BEGIN TEXT PASSAGE

The sampling frame was provided by Farm Market iD (FMiD) using a stratified random sample of 2,500 farms in each of seven states. FMiD (currently DTN) is a for-profit organization that creates farm databases from the United States Department of Agriculture (USDA) annual surveys, remote sensing data, and other public and private sources. The FMiD database covers 95% of agricultural producers in the United States. Eligibility criteria were farm and ranch operations with an email address and an estimated gross farm income of at least US $5,000. The random sample of 16,826 farm and ranch operations were contacted by letter in May of 2018 with one follow-up request in June and resulted in a response rate of 19% including 3,268 farms and ranches and 4,423 individual operators. Similarly, the initial mailing for the 2020 survey was sent out in March and the follow-up request was mailed out in June. The 2,736 farms that responded represented 3,492 individual farmers and ranchers. Operators 18 years or older were included in the sample.
Measures
The personal and demographic covariates included age measured as a continuous variable and gender (male or female). We asked about the type of operation (farm, ranch, or both), the role of the operator on the farm (Principal operator, Operator 2, Operator 3), percentage of work time spent doing farm or ranch work (100%, 75%–99%, 50%–74%, 25%–49%, 0%–24%), whether the operator spent at least 50% of work time as a farmer/rancher or other occupation (primary occupation).

END TEXT PASSAGE

• _WORK INSTRUCTION 1_
Rewrite the paragraph of the farm survey passage that begins "The sampling frame was provided" as a short list, keeping its main facts.
• _WORK INSTRUCTION 2_
For each statement, say whether it agrees with the farm survey passage. Answer yes or no, and quote the words that decide it.
(a) The FMiD database covers 95% of agricultural producers in the United States.
(b) The 2018 survey had a response rate of 25%.
(c) Operators younger than 18 were included in the sample.
The material has nothing to do with the farm survey passage.

BEGIN GIVEN DATA

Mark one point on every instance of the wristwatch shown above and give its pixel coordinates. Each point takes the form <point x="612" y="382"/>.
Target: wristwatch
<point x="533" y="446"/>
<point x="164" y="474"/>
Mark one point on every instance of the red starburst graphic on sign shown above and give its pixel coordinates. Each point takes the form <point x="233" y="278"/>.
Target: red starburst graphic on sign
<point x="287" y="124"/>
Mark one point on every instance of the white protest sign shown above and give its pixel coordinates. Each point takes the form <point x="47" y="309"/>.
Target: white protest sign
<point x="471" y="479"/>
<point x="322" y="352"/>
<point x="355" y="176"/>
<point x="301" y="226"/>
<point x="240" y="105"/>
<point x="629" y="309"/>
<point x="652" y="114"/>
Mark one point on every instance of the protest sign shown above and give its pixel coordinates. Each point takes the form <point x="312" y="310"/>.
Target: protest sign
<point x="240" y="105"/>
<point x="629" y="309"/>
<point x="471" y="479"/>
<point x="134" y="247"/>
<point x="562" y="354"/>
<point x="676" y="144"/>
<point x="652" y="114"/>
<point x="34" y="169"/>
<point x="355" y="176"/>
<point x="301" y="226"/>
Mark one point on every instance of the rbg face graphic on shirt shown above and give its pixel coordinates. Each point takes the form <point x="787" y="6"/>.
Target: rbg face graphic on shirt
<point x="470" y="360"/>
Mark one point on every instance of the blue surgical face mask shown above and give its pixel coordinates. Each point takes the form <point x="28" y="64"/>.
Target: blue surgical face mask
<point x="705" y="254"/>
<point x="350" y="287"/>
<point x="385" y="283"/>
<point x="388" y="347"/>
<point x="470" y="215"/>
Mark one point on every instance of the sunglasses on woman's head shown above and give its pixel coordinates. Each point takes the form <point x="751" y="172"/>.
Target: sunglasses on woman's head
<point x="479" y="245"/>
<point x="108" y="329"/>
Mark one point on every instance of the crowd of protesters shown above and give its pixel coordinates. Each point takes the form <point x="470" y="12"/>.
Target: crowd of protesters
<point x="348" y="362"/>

END GIVEN DATA

• _WORKED SOLUTION 1_
- Source of the sample: Farm Market iD (FMiD), now DTN, provided a stratified random sample of 2,500 farms in each of seven states.
- About FMiD: it is a for-profit organization that builds farm databases from USDA annual surveys, remote sensing data, and other public and private sources. Its database covers 95% of U.S. agricultural producers.
- Who could take part: farm and ranch operations with an email address and an estimated gross farm income of at least US $5,000. Operators had to be 18 or older.
- 2018 survey: 16,826 operations were contacted by letter in May, with one follow-up in June. The response rate was 19%, covering 3,268 farms and ranches and 4,423 individual operators.
- 2020 survey: the first mailing went out in March and the follow-up in June. The 2,736 responding farms represented 3,492 individual farmers and ranchers.

• _WORKED SOLUTION 2_
(a) Yes: "The FMiD database covers 95% of agricultural producers in the United States."
(b) No: "resulted in a response rate of 19%"
(c) No: "Operators 18 years or older were included in the sample."